◆ DIRECTIVE
Copy out the rows below word for word, beginning with the line that has "Locate the tree" and stopping after the line that has "[(228, 157), (49, 157), (285, 155), (244, 154)]". Include both of those lines.

◆ DATASET RECORDS
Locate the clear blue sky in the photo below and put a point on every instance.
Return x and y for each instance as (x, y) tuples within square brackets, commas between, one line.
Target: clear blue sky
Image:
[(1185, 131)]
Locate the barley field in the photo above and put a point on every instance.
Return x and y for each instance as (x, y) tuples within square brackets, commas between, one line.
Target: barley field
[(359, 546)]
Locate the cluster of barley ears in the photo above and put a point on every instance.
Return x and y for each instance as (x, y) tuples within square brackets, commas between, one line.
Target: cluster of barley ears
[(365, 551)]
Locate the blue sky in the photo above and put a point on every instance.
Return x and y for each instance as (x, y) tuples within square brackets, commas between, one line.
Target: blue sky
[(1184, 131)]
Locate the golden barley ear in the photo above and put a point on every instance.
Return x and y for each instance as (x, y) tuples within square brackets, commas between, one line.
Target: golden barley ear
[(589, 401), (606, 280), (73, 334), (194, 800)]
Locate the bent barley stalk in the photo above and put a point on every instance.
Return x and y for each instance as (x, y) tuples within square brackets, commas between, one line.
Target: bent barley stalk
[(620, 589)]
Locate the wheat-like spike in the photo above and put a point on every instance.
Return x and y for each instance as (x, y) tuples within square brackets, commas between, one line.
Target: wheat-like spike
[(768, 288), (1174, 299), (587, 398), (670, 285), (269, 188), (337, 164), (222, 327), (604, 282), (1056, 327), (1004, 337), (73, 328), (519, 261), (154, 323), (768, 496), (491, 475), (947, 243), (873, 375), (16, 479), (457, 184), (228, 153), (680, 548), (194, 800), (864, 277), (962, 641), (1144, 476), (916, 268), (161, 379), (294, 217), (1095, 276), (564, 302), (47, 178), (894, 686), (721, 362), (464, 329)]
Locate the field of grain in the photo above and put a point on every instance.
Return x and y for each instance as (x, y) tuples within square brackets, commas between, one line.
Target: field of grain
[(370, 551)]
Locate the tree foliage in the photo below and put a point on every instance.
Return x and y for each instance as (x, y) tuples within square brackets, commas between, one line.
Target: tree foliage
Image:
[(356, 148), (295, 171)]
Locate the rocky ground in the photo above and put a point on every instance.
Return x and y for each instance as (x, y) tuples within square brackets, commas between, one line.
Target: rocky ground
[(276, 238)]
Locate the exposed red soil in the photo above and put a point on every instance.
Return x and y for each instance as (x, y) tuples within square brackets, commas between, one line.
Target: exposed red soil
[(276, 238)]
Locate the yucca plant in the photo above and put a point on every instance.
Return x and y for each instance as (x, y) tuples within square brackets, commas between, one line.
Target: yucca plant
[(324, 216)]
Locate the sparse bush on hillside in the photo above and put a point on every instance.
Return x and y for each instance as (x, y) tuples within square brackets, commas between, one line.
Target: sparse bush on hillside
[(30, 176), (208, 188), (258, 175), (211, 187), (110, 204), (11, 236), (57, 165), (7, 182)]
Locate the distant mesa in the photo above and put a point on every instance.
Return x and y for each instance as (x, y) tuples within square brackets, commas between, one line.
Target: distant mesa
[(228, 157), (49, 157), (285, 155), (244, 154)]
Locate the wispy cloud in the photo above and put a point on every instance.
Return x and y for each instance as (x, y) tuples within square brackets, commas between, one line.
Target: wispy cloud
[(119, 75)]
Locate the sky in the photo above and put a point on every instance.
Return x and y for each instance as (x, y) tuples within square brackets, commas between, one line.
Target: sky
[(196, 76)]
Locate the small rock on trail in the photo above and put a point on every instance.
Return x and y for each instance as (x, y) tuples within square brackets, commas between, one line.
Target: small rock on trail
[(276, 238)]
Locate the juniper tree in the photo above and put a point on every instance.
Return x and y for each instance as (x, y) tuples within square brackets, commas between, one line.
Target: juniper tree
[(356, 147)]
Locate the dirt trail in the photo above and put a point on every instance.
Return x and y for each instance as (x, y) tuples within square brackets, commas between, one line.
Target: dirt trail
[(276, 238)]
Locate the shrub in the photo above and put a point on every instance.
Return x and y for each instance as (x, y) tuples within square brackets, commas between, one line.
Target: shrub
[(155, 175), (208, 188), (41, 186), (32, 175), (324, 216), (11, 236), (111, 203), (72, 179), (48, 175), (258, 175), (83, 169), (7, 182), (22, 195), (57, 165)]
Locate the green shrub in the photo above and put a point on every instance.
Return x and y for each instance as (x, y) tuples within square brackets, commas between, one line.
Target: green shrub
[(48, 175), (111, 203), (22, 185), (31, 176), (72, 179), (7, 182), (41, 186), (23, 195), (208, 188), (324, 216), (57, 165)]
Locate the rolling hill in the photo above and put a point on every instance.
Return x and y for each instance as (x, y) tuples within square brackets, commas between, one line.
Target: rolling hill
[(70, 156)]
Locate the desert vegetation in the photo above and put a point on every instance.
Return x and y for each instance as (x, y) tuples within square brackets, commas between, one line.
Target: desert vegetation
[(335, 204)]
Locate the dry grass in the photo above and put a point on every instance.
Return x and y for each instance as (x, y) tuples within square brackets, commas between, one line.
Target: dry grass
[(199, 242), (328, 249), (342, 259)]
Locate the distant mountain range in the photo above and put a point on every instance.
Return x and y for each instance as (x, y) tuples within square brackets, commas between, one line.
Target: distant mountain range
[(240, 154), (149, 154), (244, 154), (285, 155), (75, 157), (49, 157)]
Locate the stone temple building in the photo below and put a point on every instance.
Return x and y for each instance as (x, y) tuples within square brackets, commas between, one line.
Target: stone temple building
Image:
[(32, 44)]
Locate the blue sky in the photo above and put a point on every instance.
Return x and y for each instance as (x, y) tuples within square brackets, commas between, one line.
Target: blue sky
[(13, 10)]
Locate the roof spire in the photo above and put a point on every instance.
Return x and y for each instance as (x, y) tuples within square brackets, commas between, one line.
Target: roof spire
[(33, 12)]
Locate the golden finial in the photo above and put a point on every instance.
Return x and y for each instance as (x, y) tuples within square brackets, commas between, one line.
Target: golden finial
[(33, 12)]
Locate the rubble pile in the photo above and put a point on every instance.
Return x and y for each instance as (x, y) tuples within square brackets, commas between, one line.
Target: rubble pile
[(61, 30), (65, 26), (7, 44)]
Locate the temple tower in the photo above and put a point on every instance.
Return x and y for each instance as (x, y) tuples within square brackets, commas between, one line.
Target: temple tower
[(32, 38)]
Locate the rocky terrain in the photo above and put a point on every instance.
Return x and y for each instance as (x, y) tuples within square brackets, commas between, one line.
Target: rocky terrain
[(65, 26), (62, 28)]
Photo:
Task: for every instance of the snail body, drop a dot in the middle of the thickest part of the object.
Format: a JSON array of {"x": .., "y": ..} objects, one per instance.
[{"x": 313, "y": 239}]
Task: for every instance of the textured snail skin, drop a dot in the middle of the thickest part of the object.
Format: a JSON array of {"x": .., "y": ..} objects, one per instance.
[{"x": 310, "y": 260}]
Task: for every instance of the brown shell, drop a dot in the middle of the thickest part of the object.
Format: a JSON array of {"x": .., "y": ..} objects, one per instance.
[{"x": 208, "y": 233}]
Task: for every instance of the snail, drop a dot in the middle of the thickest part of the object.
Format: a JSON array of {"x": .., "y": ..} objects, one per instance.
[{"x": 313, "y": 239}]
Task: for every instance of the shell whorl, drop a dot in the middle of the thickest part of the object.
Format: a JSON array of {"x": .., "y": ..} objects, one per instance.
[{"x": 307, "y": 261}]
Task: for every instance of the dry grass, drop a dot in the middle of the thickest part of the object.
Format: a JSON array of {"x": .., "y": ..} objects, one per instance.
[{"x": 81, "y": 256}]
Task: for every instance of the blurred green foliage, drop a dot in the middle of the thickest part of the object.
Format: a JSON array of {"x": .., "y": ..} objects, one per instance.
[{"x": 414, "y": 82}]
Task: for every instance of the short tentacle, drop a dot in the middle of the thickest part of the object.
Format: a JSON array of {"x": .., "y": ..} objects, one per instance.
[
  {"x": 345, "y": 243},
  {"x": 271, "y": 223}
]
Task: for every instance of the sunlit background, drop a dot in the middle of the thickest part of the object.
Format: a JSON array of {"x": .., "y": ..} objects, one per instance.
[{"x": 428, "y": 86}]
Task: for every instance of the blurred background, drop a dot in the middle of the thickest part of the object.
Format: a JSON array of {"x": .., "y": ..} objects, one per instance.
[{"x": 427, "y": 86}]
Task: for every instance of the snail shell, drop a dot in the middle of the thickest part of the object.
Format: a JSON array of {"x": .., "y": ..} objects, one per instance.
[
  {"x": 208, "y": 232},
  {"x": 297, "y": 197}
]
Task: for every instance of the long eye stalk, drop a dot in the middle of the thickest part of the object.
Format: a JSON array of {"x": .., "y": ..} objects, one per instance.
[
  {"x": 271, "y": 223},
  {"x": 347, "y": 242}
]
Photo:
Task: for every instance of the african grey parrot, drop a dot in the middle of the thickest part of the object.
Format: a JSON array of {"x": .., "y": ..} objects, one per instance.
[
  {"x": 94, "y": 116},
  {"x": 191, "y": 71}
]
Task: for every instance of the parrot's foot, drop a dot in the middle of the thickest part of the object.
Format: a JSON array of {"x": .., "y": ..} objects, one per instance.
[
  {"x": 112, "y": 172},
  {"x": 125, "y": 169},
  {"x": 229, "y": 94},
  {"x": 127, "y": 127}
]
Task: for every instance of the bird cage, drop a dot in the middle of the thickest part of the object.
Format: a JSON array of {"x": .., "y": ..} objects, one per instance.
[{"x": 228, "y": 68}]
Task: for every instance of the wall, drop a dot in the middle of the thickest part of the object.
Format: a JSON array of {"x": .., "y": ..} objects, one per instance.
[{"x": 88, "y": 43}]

◆ SOLUTION TO THE EXERCISE
Locate the tree foliage in the photo below and put a point on every instance.
Return x and y for each instance as (x, y) tuples within square brackets, commas between, one line.
Target: tree foliage
Image:
[(356, 148), (295, 171)]
Locate the rocky ground in the photo above and put a point on every instance.
Return x and y for each instance as (x, y) tuples within square brackets, commas between, one line.
Target: rocky ground
[(276, 238)]
Locate the exposed red soil in the photo above and put a point on every instance.
Return x and y for each instance as (x, y) tuples within square brackets, commas between, one line.
Target: exposed red soil
[(276, 238)]
Locate the yucca plant in the photo above and put a point on every instance.
Return x and y for each instance as (x, y) tuples within square brackets, commas between, one line.
Target: yucca plant
[(324, 216)]
Locate the sparse bush on hillside in the photo above and put a point on every instance.
Return x and y for each instance as (x, y) tuples within square brackets, commas between, one line.
Target: sparse bush on hillside
[(30, 176), (208, 188), (258, 175), (211, 187), (110, 204), (11, 236), (57, 165), (7, 182)]
Locate the distant mesa in the photo above and put a point on every instance.
Return x and y for each instance as (x, y) tuples within square brackets, commas between, one line.
Target: distant mesa
[(228, 157), (49, 157), (285, 155), (244, 154)]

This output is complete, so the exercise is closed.